◆ **PROBLEM DESCRIPTION**:
Copy each of the entries below verbatim, keeping every line in its original order.

— BEGIN —

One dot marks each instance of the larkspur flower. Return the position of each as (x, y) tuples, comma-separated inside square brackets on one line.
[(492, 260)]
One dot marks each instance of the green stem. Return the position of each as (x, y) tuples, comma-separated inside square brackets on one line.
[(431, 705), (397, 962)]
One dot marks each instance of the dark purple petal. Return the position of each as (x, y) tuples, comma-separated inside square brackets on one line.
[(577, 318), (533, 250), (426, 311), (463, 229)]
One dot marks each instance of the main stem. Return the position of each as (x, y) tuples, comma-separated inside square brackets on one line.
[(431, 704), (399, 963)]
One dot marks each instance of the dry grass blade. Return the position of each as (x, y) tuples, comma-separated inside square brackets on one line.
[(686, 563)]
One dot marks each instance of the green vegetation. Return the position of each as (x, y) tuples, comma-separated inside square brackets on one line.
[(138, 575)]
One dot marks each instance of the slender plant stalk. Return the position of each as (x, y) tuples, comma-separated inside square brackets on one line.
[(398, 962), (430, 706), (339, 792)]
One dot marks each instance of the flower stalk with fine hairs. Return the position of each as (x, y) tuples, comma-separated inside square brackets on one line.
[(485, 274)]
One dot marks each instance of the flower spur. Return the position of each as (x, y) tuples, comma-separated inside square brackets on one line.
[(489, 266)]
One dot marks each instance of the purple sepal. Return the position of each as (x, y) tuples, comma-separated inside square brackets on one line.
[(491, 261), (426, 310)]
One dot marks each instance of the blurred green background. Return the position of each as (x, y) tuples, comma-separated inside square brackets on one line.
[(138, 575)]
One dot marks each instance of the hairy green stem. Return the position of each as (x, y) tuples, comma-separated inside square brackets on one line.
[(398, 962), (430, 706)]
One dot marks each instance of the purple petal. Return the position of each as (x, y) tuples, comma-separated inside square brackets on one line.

— END —

◆ **SOLUTION**:
One dot marks each instance of the larkspur flower. Return the position of each as (x, y) tuples, comma-separated inside square brackets on one line.
[(492, 260)]
One dot marks each instance of the green stem. Return the position of each as (x, y) tuples, comma-separated inside square brackets on one line.
[(431, 705), (397, 962)]
One dot marks each instance of the dark purple petal. Return the position of each as (x, y) tuples, comma-separated inside square brackets on one line.
[(577, 318), (533, 250), (426, 311), (463, 229)]
One dot marks each instance of the main stem. Return the position of each as (x, y) tuples, comma-separated inside square brackets on one line.
[(431, 704), (399, 963)]
One dot marks each instance of the dry grass blade. Return the position of each as (x, y) tuples, comma-separated inside square brackets on one line.
[(686, 563)]
One dot marks each instance of the green vegetation. Return the position of each as (x, y) tuples, comma-separated inside square brackets on one line.
[(138, 575)]
One dot marks each instance of the slender plant stalk. Return the position of each as (x, y) tuples, comma-separated inside square brackets on one line.
[(398, 962), (430, 706), (339, 792)]
One dot marks each instance of the flower stalk with fine hairs. Return the position of each as (x, y) tuples, comma-separated inside square brackets on one line.
[(485, 274)]
One dot marks each instance of the flower spur. Return the position of each as (x, y) tuples, comma-separated inside square brackets on one line.
[(489, 266)]
One dot marks each instance of the purple sepal. Return the position of each as (x, y) tuples, comma-separated inside square brackets on one line.
[(491, 261), (426, 310)]
One dot marks each instance of the blurred green background. Return the position of each as (x, y) tuples, comma-separated inside square brackets on one line.
[(138, 575)]
One dot marks each instance of the hairy green stem. Return the position of each as (x, y) tuples, comma-separated inside square brackets on one line.
[(398, 962), (430, 706)]
One dot marks each instance of the purple petal. Return the position of each as (x, y) tuples, comma-separated inside square brackets on one line.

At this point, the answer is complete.